WHAT NEEDS TO BE DONE: For this exercise, reproduce the entries below exactly, but only from the line containing "Target: small square window" through the line containing "Mark the pink", both included.

◇ ◇ ◇ ◇ ◇ ◇ ◇

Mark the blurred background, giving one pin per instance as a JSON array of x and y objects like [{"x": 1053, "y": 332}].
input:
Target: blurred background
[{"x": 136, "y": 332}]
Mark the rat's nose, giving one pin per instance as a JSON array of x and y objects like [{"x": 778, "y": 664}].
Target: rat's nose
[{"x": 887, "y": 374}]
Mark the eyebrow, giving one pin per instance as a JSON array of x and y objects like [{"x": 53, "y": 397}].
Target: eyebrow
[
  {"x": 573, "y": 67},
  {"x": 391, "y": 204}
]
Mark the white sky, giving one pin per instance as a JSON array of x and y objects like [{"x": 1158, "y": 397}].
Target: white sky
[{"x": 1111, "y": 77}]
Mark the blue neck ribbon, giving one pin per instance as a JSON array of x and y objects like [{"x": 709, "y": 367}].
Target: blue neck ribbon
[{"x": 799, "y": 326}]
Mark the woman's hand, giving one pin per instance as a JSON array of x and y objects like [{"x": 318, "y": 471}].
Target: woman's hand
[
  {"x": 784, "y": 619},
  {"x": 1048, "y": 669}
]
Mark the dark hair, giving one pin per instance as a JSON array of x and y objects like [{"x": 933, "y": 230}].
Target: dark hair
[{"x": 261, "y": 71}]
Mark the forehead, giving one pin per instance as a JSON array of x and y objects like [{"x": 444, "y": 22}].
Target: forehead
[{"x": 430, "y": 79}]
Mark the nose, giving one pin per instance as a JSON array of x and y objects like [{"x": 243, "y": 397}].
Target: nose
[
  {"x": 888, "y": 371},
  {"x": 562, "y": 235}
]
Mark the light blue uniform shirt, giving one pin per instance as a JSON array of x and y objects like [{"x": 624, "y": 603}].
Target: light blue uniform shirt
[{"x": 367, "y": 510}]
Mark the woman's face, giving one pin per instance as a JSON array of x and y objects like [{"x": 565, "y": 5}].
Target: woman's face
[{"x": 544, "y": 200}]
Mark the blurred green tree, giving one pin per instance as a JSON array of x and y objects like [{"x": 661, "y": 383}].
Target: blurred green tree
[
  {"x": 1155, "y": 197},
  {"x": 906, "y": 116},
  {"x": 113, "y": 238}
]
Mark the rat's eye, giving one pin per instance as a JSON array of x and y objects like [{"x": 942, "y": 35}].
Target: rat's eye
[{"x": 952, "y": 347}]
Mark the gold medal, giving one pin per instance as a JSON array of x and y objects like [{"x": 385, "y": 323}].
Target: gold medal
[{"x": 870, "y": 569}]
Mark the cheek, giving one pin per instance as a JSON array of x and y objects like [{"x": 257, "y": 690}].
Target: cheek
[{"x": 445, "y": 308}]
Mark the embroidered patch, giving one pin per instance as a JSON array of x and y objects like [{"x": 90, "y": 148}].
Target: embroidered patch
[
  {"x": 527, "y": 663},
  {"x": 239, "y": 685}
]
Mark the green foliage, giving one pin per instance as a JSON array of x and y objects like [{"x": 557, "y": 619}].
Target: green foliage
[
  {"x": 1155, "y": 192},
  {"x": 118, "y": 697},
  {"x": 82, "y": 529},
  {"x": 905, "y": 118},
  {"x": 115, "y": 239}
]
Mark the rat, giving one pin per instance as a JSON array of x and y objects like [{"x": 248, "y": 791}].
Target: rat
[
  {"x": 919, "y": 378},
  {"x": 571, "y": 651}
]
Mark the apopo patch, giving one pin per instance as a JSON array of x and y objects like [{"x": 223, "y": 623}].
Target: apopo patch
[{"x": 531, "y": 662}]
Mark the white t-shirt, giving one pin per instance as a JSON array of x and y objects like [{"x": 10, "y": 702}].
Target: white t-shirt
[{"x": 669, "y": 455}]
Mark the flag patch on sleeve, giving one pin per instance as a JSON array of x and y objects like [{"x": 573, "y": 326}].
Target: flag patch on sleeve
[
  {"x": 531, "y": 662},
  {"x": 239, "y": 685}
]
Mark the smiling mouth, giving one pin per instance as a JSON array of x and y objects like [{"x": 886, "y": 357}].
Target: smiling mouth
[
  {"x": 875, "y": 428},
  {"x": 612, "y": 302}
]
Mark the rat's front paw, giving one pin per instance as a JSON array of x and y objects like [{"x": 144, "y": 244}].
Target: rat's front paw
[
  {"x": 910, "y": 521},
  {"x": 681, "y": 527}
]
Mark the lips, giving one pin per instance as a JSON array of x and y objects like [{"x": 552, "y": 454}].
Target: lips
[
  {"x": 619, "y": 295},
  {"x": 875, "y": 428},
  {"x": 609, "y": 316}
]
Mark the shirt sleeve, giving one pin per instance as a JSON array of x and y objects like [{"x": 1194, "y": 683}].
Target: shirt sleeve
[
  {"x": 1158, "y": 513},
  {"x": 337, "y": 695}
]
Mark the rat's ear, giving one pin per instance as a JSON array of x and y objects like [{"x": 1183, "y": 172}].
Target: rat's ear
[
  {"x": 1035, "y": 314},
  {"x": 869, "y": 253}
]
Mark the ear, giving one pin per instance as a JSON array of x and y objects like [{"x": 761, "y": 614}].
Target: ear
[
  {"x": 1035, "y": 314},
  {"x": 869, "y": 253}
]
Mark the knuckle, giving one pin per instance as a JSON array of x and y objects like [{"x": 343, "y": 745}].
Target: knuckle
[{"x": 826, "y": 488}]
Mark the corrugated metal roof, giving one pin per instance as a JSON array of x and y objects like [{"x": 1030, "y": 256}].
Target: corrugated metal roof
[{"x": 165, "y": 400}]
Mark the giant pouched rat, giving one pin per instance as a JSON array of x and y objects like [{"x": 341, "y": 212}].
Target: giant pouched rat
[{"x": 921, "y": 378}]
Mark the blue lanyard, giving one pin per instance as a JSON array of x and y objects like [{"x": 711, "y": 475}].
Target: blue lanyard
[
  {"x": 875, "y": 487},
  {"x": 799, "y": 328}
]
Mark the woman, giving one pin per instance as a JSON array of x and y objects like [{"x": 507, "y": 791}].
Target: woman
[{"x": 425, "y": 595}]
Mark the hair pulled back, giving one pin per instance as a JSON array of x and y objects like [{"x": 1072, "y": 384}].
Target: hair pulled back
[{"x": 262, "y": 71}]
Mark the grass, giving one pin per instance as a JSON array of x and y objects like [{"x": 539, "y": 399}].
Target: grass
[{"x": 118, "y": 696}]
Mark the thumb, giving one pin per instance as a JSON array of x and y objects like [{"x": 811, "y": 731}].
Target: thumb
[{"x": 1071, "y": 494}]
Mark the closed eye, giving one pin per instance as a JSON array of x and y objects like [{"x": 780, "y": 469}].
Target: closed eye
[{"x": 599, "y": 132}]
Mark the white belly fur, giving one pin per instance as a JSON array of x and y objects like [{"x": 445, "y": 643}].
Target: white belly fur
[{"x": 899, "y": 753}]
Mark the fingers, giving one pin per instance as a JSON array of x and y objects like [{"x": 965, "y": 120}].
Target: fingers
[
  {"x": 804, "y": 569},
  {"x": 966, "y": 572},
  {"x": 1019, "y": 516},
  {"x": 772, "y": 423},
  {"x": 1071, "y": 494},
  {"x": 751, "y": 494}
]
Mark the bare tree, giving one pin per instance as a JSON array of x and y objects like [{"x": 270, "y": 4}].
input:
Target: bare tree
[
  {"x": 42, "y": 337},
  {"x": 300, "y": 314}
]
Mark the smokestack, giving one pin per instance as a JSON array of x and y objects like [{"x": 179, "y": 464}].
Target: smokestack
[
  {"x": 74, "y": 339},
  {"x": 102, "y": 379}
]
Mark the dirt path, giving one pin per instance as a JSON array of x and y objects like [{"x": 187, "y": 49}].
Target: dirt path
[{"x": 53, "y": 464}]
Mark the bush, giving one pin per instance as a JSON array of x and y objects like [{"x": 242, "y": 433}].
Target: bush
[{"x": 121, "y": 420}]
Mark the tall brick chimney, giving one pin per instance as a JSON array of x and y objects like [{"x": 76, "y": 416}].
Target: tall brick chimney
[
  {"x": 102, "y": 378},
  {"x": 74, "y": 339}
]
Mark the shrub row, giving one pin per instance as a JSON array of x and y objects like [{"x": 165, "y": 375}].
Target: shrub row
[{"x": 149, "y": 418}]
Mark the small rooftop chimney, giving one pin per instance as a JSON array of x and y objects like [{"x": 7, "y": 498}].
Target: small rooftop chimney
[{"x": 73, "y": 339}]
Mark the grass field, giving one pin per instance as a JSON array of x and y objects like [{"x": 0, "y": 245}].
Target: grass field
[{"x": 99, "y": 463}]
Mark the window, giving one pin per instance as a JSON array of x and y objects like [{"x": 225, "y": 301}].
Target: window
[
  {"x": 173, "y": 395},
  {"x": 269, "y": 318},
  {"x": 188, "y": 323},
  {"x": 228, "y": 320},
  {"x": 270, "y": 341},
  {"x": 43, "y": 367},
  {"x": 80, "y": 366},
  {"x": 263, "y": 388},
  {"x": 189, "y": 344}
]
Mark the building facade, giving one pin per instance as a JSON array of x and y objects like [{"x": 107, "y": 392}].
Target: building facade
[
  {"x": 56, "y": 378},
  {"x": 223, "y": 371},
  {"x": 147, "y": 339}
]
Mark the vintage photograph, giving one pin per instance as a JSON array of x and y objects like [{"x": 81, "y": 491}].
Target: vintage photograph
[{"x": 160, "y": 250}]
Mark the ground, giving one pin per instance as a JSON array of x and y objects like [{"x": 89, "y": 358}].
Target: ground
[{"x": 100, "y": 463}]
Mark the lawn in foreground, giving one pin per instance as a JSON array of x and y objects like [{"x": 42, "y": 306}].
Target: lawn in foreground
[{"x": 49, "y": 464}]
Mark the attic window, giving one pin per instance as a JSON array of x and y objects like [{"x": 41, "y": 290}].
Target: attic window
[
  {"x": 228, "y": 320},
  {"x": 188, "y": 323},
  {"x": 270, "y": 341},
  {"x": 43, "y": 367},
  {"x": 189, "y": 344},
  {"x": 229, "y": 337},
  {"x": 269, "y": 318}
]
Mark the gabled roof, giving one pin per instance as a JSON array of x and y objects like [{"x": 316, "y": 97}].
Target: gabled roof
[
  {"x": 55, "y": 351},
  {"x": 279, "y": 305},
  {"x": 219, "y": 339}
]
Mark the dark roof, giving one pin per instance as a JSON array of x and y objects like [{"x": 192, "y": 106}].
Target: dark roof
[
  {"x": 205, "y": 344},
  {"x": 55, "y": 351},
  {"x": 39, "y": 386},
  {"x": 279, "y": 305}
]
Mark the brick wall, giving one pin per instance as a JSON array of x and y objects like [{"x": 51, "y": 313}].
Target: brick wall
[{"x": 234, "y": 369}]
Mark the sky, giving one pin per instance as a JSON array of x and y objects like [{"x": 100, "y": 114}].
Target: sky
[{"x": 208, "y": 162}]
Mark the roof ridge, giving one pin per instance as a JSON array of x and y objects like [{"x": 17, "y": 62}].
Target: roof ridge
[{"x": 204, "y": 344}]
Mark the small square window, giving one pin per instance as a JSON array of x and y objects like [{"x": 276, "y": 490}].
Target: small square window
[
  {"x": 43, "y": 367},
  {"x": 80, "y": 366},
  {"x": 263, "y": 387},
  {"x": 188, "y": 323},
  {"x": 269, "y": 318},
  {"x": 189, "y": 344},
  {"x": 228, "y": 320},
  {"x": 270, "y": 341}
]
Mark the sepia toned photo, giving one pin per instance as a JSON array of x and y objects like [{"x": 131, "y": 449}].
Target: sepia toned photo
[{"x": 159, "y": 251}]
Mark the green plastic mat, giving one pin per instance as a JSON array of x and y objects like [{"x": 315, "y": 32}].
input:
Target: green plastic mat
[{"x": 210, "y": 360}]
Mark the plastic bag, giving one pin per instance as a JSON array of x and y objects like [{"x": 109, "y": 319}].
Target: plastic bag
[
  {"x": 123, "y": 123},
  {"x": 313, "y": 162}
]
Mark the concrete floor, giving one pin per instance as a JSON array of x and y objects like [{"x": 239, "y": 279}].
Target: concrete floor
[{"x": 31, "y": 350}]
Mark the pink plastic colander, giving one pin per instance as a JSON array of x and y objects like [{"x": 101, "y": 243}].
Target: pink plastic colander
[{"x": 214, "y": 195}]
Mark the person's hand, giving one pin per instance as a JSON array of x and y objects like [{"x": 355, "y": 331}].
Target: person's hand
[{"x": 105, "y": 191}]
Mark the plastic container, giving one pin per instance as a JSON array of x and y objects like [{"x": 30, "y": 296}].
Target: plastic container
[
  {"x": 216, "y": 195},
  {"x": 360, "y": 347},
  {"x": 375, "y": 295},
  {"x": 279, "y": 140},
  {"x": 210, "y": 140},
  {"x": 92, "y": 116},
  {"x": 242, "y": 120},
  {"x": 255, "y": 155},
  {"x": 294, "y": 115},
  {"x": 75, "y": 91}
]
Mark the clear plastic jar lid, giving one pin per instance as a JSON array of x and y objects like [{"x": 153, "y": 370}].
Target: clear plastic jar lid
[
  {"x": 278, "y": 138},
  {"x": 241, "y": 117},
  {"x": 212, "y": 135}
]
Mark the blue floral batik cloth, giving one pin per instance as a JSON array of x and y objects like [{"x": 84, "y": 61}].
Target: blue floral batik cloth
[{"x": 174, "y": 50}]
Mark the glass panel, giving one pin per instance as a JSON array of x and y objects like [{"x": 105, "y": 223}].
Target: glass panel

◇ ◇ ◇ ◇ ◇ ◇ ◇

FINISHED EXERCISE:
Target: small square window
[
  {"x": 43, "y": 367},
  {"x": 80, "y": 366},
  {"x": 263, "y": 387},
  {"x": 188, "y": 323},
  {"x": 269, "y": 318},
  {"x": 189, "y": 344},
  {"x": 228, "y": 320},
  {"x": 270, "y": 341}
]
Mark the sepia toned photo, giving one pin per instance as a JSON array of x and y objects like [{"x": 131, "y": 449}].
Target: sepia toned photo
[{"x": 159, "y": 251}]
Mark the green plastic mat, giving one pin per instance as a JSON array of x and y objects like [{"x": 315, "y": 32}].
input:
Target: green plastic mat
[{"x": 210, "y": 360}]
Mark the plastic bag, giving one pin per instance as a JSON array of x and y objects like [{"x": 109, "y": 319}].
Target: plastic bag
[
  {"x": 123, "y": 123},
  {"x": 313, "y": 162}
]
Mark the concrete floor, giving one pin per instance as a JSON array of x and y objects like [{"x": 239, "y": 279}].
Target: concrete floor
[{"x": 31, "y": 350}]
Mark the pink plastic colander, giving one pin per instance as a JSON array of x and y objects like [{"x": 101, "y": 243}].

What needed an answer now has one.